**YOUR TASK**
Rewrite all the records below as a Markdown table with the columns Row and Line, giving each line its own numbered row and leaving out blank lines.

Records from a pointing dataset:
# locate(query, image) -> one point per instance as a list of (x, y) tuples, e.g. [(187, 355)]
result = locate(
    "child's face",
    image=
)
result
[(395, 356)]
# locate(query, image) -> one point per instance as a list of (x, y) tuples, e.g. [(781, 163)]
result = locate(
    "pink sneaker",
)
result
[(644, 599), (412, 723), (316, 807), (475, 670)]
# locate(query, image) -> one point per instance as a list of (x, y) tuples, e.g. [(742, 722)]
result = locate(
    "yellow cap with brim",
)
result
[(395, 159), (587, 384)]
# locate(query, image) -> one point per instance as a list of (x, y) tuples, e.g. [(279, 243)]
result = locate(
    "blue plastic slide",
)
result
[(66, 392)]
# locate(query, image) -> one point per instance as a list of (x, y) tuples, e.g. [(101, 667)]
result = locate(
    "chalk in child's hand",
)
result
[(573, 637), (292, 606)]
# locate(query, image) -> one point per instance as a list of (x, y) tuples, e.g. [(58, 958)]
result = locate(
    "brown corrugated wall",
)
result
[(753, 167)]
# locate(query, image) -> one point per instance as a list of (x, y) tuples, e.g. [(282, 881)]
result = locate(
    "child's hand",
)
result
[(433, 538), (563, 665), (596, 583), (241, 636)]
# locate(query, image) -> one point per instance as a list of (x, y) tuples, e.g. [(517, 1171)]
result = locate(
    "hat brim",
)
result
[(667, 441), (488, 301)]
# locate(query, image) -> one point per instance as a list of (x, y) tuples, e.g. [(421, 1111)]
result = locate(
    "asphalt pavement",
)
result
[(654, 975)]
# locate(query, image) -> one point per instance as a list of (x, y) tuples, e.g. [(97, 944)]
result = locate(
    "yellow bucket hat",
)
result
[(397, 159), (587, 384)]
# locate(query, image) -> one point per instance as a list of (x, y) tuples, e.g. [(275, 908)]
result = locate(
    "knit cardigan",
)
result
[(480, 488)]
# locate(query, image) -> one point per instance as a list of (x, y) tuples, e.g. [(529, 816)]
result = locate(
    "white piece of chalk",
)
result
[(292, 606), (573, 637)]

**ANSWER**
| Row | Line |
|---|---|
| 1 | # locate(query, image) -> one point per instance as a list of (x, y) tuples, e.g. [(187, 355)] |
| 2 | result = locate( |
| 3 |     "child's face", |
| 4 |     image= |
| 5 | ) |
| 6 | result |
| 7 | [(395, 356)] |
| 8 | # locate(query, image) -> one point per instance as a list of (x, y) tuples, e.g. [(781, 163)] |
| 9 | result = locate( |
| 10 |     "pink sneaker", |
| 11 | ) |
| 12 | result |
| 13 | [(644, 599), (412, 723), (316, 807), (475, 670)] |
| 14 | # locate(query, image) -> one point per instance as a list of (x, y) tuples, e.g. [(742, 722)] |
| 15 | result = locate( |
| 16 |     "yellow cap with brim", |
| 17 | ) |
| 18 | result |
| 19 | [(395, 159), (587, 384)] |
| 20 | # locate(query, image) -> one point per instance as a list of (x, y) tuples, e.g. [(279, 243)] |
| 21 | result = locate( |
| 22 |     "blue plastic slide", |
| 23 | ) |
| 24 | result |
| 25 | [(66, 392)] |
| 26 | # locate(query, image) -> one point per instance as a list of (x, y) tuples, e.g. [(101, 667)] |
| 27 | result = locate( |
| 28 |     "chalk in child's hand", |
| 29 | ) |
| 30 | result |
| 31 | [(573, 637), (292, 606)] |
| 32 | # locate(query, image) -> one point per instance as a list of (x, y) tuples, e.g. [(58, 958)] |
| 33 | result = locate( |
| 34 |     "brown corrugated wall", |
| 35 | ) |
| 36 | result |
| 37 | [(753, 167)] |
| 38 | # locate(query, image) -> one point per instance as a list of (x, y) tuples, e.g. [(282, 881)] |
| 39 | result = locate( |
| 40 |     "child's hand", |
| 41 | ) |
| 42 | result |
| 43 | [(433, 538), (563, 665), (596, 583), (241, 636)] |
| 44 | # locate(query, image) -> one point per instance as a list of (x, y) tuples, e.g. [(517, 1171)] |
| 45 | result = locate( |
| 46 |     "hat brim", |
| 47 | ) |
| 48 | result |
| 49 | [(667, 441), (488, 301)] |
| 50 | # locate(query, image) -> one point per instance as a list of (x, y) tuples, e.g. [(421, 1111)] |
| 51 | result = locate( |
| 52 |     "asphalt pavement", |
| 53 | ) |
| 54 | result |
| 55 | [(654, 975)] |
| 56 | # locate(query, image) -> one point per instance as a list of (x, y) tuples, e.g. [(97, 944)] |
| 57 | result = locate( |
| 58 |     "yellow bucket hat", |
| 59 | ) |
| 60 | result |
| 61 | [(397, 159), (587, 384)] |
| 62 | # locate(query, image) -> one point per instance as a list of (x, y) tuples, e.g. [(275, 908)] |
| 63 | result = locate( |
| 64 |     "knit cardigan", |
| 65 | ) |
| 66 | result |
| 67 | [(480, 488)] |
| 68 | # locate(query, image) -> one point per instance as a list of (x, y) tuples, e.g. [(529, 816)] |
| 69 | result = locate( |
| 70 |     "white piece of chalk", |
| 71 | ) |
| 72 | result |
| 73 | [(292, 606), (573, 637)] |